▶ _Exercise prompt_:
Your answer must be an exact retyping of the line containing "slate roof with" and every line after it through the end of the records below, with no pictures and nothing else.

▶ _Data provided_:
########################################

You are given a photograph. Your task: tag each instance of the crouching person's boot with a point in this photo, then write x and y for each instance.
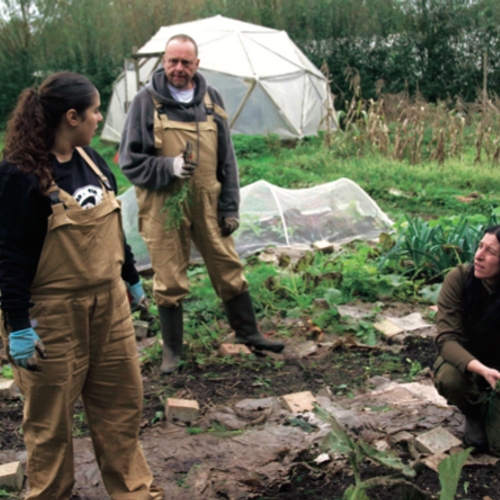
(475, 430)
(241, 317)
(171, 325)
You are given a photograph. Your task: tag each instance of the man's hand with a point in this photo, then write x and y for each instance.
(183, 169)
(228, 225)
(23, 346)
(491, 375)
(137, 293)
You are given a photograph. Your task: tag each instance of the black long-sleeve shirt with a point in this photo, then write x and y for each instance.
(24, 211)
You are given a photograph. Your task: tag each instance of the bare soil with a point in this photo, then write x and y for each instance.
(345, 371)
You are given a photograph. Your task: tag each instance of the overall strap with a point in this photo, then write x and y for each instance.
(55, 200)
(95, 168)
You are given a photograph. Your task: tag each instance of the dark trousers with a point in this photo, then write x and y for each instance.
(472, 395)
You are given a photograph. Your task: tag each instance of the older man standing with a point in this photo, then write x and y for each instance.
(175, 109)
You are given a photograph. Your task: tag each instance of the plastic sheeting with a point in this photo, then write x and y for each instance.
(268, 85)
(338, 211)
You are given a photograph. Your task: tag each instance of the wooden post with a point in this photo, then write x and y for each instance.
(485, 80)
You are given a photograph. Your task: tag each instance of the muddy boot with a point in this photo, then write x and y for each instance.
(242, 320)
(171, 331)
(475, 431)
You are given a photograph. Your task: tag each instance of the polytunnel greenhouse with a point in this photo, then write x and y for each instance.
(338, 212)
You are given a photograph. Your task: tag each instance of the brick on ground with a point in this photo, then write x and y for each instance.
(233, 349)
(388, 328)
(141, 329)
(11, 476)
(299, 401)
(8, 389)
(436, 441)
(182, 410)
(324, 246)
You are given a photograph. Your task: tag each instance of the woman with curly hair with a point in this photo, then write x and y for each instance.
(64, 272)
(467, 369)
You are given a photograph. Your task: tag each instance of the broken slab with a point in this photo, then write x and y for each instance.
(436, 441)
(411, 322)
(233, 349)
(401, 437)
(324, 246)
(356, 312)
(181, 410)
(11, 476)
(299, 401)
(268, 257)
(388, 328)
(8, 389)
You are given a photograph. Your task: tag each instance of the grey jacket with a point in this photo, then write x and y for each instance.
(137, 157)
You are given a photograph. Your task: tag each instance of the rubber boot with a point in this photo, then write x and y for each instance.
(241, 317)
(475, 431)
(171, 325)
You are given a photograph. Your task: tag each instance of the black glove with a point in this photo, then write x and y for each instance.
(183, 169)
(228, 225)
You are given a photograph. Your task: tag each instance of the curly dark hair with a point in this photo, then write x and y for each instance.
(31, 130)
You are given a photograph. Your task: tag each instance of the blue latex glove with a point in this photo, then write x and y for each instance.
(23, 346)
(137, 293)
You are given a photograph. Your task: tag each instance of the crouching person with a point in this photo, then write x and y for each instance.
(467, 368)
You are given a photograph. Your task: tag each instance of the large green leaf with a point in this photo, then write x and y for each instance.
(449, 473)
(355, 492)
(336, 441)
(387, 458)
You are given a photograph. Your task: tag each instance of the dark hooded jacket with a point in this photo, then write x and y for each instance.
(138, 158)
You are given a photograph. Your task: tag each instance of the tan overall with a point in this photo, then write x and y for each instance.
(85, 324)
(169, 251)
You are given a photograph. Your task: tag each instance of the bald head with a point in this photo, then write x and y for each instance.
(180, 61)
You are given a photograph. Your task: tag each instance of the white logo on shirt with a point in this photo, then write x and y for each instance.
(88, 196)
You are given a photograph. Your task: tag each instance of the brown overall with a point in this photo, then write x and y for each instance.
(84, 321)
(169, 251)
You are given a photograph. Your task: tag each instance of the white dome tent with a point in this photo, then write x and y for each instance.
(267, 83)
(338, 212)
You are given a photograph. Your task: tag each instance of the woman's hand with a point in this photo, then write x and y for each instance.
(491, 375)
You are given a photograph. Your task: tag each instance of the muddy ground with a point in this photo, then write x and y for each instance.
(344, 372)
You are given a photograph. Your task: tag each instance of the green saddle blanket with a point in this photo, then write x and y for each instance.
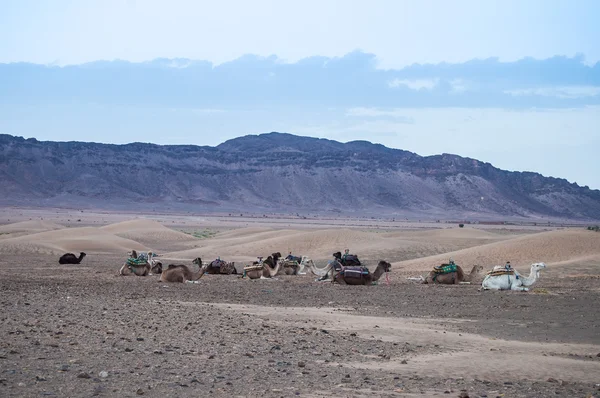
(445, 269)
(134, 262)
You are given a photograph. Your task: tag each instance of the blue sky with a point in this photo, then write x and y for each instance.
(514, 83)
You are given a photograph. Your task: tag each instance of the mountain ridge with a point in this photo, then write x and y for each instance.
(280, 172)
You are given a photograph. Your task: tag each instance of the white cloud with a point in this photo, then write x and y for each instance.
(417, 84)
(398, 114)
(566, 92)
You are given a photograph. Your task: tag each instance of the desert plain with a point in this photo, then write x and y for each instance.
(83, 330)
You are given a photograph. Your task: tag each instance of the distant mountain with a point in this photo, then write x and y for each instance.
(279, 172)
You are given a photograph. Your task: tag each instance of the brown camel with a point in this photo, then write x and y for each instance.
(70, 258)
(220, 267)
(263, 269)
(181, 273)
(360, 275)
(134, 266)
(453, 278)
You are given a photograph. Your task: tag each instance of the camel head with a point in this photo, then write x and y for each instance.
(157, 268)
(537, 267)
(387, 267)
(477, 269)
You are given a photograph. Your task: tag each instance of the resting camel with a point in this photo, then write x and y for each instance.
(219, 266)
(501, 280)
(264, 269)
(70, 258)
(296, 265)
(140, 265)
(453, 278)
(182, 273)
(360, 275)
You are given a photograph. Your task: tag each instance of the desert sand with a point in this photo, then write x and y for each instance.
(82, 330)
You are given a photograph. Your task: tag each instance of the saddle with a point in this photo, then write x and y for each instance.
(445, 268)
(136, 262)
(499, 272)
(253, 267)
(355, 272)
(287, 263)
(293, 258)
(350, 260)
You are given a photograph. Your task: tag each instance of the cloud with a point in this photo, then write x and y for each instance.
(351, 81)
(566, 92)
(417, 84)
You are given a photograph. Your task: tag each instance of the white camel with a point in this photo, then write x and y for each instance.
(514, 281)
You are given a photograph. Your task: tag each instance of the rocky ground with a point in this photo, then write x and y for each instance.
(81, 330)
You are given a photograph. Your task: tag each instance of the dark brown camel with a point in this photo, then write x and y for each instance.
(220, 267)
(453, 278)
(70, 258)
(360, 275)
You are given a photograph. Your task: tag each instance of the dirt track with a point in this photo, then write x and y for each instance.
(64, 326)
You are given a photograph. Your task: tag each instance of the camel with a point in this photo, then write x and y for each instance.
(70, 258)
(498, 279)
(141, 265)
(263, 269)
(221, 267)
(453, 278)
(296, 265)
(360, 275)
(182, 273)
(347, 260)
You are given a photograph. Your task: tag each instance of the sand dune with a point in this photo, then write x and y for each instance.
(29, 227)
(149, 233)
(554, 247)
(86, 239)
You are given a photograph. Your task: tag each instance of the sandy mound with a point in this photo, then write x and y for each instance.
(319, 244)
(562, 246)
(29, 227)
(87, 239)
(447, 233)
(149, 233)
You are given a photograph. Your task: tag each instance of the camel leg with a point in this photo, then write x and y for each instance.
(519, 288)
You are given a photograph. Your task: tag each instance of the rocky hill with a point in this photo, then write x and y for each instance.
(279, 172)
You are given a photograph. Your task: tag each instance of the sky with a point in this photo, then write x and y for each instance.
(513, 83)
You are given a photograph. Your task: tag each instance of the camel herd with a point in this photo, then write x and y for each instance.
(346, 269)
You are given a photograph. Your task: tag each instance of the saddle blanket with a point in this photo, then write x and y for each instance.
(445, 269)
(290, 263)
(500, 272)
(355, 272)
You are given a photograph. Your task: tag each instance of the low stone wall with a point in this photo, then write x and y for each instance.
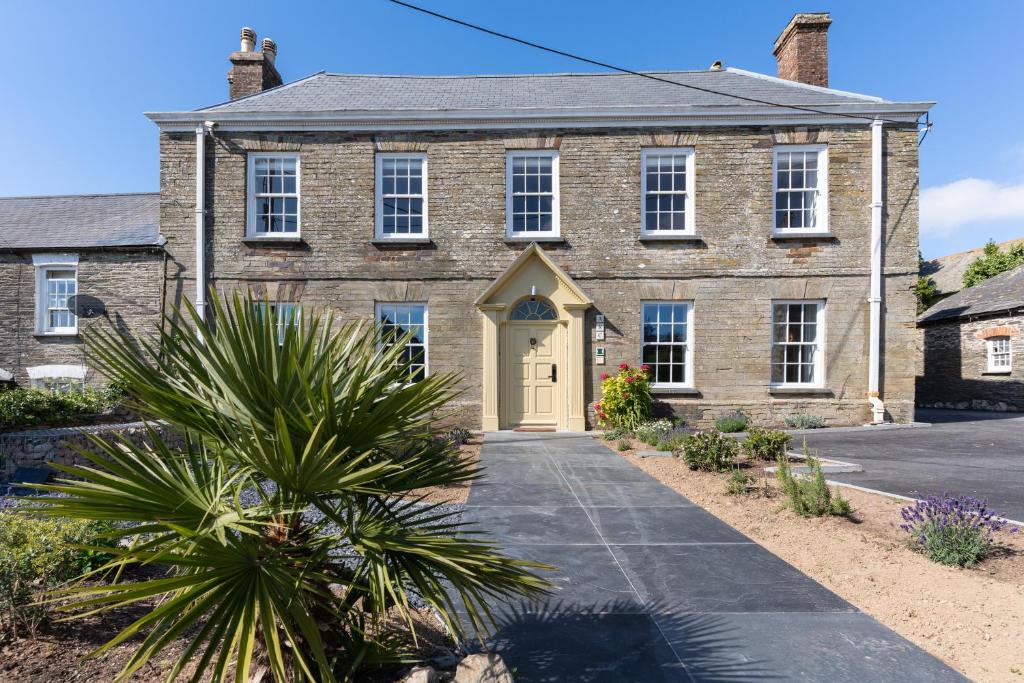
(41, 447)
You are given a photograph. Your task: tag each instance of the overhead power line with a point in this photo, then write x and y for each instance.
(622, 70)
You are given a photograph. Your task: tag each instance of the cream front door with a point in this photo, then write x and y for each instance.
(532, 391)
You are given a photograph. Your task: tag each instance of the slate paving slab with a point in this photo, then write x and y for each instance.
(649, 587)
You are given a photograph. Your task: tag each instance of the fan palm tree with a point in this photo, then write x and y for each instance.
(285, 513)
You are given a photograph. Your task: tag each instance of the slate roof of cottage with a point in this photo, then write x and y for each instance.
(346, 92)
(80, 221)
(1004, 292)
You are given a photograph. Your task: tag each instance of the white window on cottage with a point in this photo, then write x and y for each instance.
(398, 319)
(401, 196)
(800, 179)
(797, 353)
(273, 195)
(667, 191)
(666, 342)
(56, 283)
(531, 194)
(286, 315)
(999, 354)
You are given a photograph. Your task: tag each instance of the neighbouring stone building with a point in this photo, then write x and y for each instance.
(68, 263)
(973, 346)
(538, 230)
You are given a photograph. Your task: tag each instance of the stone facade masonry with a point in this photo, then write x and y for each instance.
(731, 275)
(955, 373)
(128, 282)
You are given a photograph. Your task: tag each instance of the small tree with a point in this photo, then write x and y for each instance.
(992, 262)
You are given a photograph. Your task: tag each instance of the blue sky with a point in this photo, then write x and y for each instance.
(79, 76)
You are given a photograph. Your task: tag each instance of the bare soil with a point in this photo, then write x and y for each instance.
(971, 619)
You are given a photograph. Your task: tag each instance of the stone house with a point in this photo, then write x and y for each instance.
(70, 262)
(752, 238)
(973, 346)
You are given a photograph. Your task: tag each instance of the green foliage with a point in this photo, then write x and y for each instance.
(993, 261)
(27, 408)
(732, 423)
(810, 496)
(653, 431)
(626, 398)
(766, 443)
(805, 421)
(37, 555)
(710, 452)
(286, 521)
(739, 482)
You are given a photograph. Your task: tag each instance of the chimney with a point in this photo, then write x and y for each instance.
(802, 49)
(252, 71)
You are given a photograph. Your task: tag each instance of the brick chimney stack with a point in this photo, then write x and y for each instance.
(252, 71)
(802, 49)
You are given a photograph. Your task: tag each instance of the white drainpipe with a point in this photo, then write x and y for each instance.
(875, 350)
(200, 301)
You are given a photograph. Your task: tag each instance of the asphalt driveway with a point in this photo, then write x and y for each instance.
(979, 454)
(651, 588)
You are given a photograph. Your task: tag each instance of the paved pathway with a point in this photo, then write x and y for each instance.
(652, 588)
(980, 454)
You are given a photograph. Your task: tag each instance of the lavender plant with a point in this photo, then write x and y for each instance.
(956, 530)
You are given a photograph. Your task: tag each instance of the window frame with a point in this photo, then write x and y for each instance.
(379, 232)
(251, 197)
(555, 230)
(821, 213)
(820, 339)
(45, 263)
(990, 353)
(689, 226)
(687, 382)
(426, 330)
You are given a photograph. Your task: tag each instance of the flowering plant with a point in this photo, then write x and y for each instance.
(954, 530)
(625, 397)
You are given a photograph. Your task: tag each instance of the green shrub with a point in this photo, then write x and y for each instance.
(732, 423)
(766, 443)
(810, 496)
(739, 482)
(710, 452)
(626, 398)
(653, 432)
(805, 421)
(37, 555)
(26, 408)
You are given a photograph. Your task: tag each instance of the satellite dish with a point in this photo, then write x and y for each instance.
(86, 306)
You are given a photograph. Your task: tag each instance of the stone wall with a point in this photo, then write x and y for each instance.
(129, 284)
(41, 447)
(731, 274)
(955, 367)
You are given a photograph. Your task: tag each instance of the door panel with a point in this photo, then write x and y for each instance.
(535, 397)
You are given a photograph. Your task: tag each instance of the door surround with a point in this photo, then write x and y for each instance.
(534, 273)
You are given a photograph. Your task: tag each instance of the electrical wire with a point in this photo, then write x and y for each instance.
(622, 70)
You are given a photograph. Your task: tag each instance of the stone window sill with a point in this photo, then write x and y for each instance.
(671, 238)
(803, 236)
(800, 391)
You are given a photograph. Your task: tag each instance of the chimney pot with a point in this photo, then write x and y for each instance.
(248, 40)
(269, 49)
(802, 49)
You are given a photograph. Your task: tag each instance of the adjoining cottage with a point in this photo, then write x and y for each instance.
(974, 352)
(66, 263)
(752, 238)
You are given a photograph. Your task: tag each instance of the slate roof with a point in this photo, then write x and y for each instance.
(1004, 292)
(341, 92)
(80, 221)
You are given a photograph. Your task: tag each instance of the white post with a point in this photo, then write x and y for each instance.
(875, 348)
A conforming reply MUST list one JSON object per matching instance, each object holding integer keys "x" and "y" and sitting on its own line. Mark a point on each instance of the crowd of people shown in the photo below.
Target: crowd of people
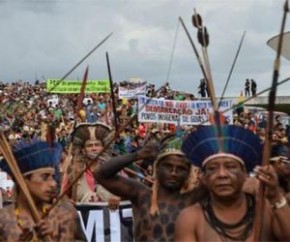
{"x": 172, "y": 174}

########################################

▶ _Result_:
You are given a photograph. Your task: tag each instance of the slate roof with a point in this photo, then write x and y for each instance.
(1004, 292)
(341, 92)
(80, 221)
You are given a photograph. Your task: tag each instance of the white post with a point in this photo, then write x and y for each instance.
(875, 348)
A conforming reply MUST list one JSON object per matching instance, each object holding integer keys "x" and "y" and sitting on its own line. Mark a point on each instance of the crowd of people shown in the photo below.
Target: crowd of people
{"x": 172, "y": 174}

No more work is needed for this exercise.